**What is needed**
Reproduce every line of the entries below, requests included but pictures omitted, scaling each bounding-box coordinate in the answers by 1.45 and rounding to the nearest whole number with halves rounded up. Leave the numbers in the requests and their format samples unchanged.

Entries from an annotation dataset:
— begin —
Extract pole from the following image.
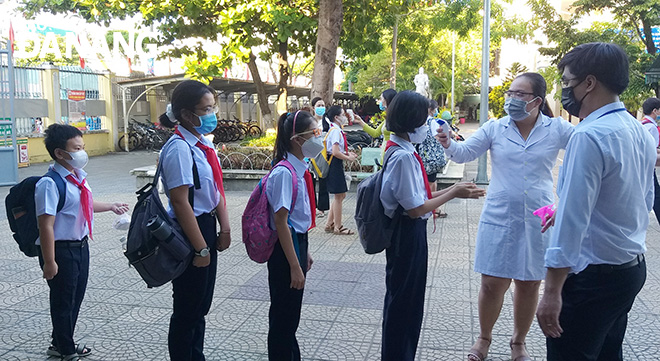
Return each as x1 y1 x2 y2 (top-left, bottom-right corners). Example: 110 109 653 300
475 0 490 184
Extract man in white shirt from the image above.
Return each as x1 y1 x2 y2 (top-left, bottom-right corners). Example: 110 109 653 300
642 97 660 224
537 43 657 361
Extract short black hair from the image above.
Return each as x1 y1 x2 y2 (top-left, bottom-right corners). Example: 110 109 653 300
642 98 660 115
44 124 82 160
557 43 630 95
385 90 429 133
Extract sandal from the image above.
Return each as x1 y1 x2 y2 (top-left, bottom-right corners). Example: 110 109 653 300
332 226 355 236
509 340 532 361
46 344 92 357
467 336 491 361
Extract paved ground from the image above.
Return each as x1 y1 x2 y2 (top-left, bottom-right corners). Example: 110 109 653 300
0 122 660 361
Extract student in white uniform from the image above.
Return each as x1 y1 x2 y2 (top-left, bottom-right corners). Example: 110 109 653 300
— end —
**Problem solution**
Extract pole from the following image.
Return each as x1 y1 x2 y2 (top-left, bottom-right corners). Example: 110 109 653 300
689 0 711 267
Extract man in white shirt from the image above.
Return each as x1 y1 x2 y2 (top-left, bottom-right corners). Example: 110 109 653 300
931 141 957 325
779 62 953 523
Extract short black hair from the image above.
Return each as x1 y1 x2 y2 (top-left, bottom-right corners). Example: 110 109 653 300
931 142 957 167
64 180 119 232
808 62 914 138
558 131 622 193
Extract sandal from the image above.
Return each as x1 y1 x2 y2 (top-left, bottom-right corners). Example: 110 109 653 300
481 328 515 342
738 493 771 523
67 499 133 518
677 487 712 523
Extract paved ground from the image above.
Return each as x1 y1 x2 y2 (top-left, bottom-right corners). Example: 110 109 653 300
0 177 957 523
Extract student in white uniform from the image above.
Return each as x1 y1 x2 y2 (top-left, bottom-right corners). Example: 110 109 653 300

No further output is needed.